Convert the data from the line containing "Segment every instance of the camouflage" through the line containing "POLYGON ((660 355, 642", both included, into a Markdown table with the columns Row and Content. Number each row and leave out any blank lines.

[Region annotation items]
%%

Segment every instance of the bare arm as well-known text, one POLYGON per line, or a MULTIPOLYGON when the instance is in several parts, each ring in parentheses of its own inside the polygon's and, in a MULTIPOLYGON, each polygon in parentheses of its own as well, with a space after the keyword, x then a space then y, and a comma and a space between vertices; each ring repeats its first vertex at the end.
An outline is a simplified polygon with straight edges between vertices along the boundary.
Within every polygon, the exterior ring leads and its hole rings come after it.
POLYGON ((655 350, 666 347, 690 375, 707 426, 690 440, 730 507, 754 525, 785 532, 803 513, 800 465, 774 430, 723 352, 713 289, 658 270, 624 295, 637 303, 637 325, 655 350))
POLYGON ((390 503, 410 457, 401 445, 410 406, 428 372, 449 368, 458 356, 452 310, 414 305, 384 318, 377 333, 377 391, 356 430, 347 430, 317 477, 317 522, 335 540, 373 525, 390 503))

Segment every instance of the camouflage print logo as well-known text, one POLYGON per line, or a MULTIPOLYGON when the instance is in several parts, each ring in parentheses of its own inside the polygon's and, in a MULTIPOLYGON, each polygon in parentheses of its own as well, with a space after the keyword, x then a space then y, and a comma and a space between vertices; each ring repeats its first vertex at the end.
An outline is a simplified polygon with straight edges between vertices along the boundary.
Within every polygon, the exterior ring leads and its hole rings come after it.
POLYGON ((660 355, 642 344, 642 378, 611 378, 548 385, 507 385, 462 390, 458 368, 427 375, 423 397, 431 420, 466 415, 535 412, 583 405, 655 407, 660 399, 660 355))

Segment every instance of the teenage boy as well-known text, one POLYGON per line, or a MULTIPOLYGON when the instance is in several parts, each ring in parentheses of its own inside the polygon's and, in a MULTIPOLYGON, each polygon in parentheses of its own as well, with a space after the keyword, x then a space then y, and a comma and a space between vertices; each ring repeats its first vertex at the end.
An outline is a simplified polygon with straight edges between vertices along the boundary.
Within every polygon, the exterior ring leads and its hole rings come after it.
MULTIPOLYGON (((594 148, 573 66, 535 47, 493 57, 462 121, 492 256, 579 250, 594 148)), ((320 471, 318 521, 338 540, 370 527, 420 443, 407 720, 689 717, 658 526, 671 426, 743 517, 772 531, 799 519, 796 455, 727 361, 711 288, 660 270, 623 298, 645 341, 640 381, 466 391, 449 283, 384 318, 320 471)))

%%

(Solution for this task):
| Row | Content |
|---|---|
| 1 | Segment every instance of the camouflage print logo as well-known text, one POLYGON per line, or a MULTIPOLYGON when the instance is in several parts, each ring in parentheses of its own inside the polygon's and, in a MULTIPOLYGON, each polygon in parentheses of its own as well, with a space after the keyword, x then a space then y, and a comma and a space between vertices; each ring repeats its first vertex at the end. |
| 2 | An outline is a simplified polygon with straight edges between vertices along the boundary. |
| 3 | Within every polygon, the exterior ring leads and its hole rings come after it. |
| 4 | POLYGON ((660 355, 642 344, 642 378, 611 378, 548 385, 507 385, 462 390, 458 368, 427 375, 423 397, 431 420, 466 415, 535 412, 583 405, 655 407, 660 399, 660 355)) |